> _Task brief_
Filter the entries that follow, copying every line in which the word "below" appears.

> _Record excerpts_
_ _ _ _ _

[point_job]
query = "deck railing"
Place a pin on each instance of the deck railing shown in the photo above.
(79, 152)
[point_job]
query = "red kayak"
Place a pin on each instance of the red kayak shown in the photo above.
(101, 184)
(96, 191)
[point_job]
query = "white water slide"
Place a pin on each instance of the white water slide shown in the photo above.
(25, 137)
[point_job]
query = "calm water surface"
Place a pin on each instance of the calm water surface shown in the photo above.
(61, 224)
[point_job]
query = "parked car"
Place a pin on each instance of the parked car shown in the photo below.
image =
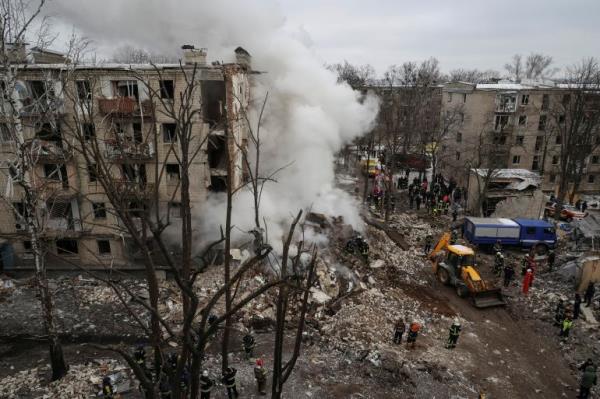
(568, 212)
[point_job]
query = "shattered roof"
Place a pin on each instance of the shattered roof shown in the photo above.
(521, 179)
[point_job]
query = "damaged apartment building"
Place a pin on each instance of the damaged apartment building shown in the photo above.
(508, 125)
(134, 136)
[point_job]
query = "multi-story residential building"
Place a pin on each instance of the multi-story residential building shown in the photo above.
(510, 125)
(135, 135)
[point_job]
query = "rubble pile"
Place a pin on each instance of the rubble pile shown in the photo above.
(82, 380)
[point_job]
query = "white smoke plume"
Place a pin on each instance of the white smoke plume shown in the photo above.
(308, 117)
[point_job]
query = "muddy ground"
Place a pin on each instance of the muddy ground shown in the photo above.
(508, 352)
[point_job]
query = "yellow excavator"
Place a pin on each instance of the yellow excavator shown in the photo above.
(454, 265)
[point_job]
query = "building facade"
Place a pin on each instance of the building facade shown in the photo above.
(129, 112)
(511, 126)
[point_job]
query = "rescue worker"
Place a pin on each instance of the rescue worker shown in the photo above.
(509, 272)
(206, 385)
(229, 381)
(551, 259)
(497, 246)
(559, 313)
(588, 380)
(399, 331)
(453, 237)
(108, 391)
(577, 306)
(413, 333)
(249, 345)
(589, 294)
(164, 387)
(140, 356)
(454, 334)
(498, 264)
(527, 281)
(567, 324)
(428, 244)
(260, 373)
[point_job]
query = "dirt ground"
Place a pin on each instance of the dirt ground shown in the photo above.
(507, 352)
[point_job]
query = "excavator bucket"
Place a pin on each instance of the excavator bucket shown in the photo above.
(488, 298)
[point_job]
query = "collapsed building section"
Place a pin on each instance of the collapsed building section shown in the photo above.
(121, 109)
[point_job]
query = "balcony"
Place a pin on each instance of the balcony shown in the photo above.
(125, 106)
(129, 188)
(119, 150)
(49, 151)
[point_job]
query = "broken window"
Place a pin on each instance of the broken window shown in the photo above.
(172, 171)
(5, 133)
(50, 133)
(137, 133)
(217, 155)
(92, 173)
(67, 247)
(175, 209)
(542, 122)
(169, 132)
(539, 141)
(217, 184)
(167, 89)
(56, 172)
(89, 131)
(84, 90)
(213, 100)
(103, 247)
(500, 122)
(545, 102)
(126, 88)
(99, 210)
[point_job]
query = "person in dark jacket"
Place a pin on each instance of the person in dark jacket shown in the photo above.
(454, 334)
(229, 381)
(108, 391)
(260, 373)
(399, 331)
(589, 294)
(577, 306)
(206, 385)
(588, 380)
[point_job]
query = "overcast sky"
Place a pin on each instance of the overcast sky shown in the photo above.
(480, 34)
(460, 33)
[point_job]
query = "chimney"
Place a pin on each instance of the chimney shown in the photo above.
(192, 55)
(16, 53)
(242, 57)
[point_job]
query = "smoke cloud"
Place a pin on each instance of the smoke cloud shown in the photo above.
(308, 116)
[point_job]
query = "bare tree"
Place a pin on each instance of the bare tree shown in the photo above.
(357, 76)
(576, 120)
(35, 193)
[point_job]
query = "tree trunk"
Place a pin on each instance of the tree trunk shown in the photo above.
(57, 360)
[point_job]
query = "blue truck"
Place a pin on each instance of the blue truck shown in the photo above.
(525, 233)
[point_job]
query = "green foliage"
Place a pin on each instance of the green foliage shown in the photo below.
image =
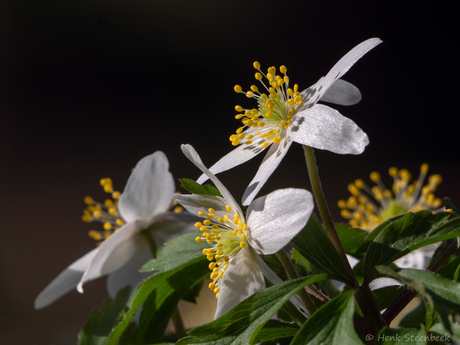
(331, 324)
(242, 324)
(101, 320)
(313, 244)
(196, 188)
(177, 252)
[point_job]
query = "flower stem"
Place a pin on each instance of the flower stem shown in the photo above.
(175, 317)
(324, 209)
(293, 274)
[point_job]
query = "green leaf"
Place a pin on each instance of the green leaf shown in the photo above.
(196, 188)
(242, 324)
(330, 324)
(177, 252)
(402, 336)
(353, 240)
(412, 231)
(313, 244)
(161, 292)
(101, 320)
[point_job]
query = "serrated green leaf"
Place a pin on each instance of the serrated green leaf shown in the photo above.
(196, 188)
(313, 244)
(177, 252)
(402, 336)
(163, 292)
(242, 324)
(101, 320)
(412, 231)
(331, 324)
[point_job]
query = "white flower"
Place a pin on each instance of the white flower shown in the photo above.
(287, 115)
(143, 205)
(270, 224)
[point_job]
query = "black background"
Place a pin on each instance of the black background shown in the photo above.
(87, 88)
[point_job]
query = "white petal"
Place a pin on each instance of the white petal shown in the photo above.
(65, 282)
(342, 66)
(343, 93)
(129, 273)
(149, 189)
(113, 253)
(238, 156)
(273, 220)
(191, 154)
(325, 128)
(271, 161)
(241, 279)
(274, 279)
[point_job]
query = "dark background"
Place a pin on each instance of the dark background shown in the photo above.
(87, 88)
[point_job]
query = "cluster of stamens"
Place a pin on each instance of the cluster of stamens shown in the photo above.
(264, 125)
(106, 213)
(367, 207)
(229, 237)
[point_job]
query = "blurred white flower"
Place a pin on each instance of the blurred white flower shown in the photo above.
(142, 206)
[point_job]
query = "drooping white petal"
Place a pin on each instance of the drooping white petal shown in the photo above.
(325, 128)
(129, 273)
(191, 154)
(149, 189)
(241, 279)
(273, 220)
(65, 282)
(344, 64)
(238, 156)
(195, 203)
(112, 254)
(271, 161)
(274, 279)
(342, 92)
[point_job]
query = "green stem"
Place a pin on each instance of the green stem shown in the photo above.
(293, 274)
(373, 318)
(324, 209)
(175, 317)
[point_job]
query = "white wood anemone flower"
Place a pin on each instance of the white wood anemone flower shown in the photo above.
(270, 224)
(143, 205)
(286, 115)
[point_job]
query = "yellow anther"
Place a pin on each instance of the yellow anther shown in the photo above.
(88, 200)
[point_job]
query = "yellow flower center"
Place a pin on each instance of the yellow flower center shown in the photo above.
(367, 207)
(266, 124)
(229, 237)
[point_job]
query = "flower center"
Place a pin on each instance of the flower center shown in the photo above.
(106, 213)
(267, 124)
(368, 207)
(229, 237)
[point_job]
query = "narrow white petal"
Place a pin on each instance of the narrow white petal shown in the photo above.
(274, 279)
(343, 65)
(271, 161)
(238, 156)
(65, 282)
(129, 273)
(191, 154)
(112, 254)
(273, 220)
(342, 92)
(325, 128)
(241, 279)
(149, 189)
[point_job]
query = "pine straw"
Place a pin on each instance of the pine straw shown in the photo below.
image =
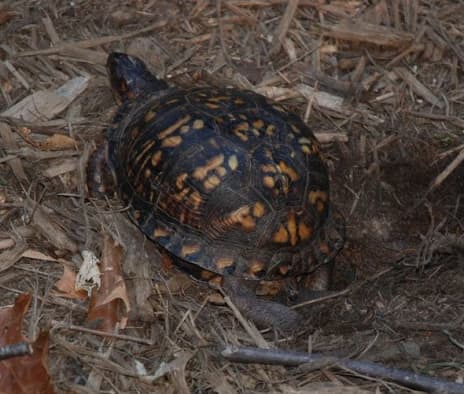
(382, 86)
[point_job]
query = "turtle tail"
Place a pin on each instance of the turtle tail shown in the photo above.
(130, 77)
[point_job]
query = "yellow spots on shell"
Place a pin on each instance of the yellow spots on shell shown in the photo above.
(241, 129)
(283, 269)
(318, 198)
(180, 180)
(213, 142)
(304, 140)
(187, 250)
(201, 172)
(304, 232)
(135, 133)
(146, 147)
(221, 171)
(295, 129)
(241, 216)
(195, 199)
(291, 225)
(270, 130)
(256, 267)
(174, 127)
(269, 168)
(171, 142)
(324, 247)
(288, 171)
(160, 232)
(233, 162)
(224, 262)
(211, 105)
(149, 116)
(181, 195)
(156, 158)
(281, 236)
(207, 275)
(258, 210)
(258, 124)
(198, 124)
(242, 136)
(306, 149)
(211, 182)
(268, 181)
(218, 99)
(307, 146)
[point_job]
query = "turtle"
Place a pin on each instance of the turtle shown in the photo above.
(229, 183)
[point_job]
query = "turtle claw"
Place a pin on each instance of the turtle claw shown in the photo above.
(263, 313)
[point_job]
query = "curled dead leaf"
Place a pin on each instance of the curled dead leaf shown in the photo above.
(109, 304)
(27, 374)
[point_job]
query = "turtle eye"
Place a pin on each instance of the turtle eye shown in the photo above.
(282, 183)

_ _ _ _ _

> _Response_
Place a pin on each instance of the parked car shown in the photo below.
Place a pin on each instance of the green foliage shown in the photo below.
Place a pin on each instance of the pine straw shown in the photo below.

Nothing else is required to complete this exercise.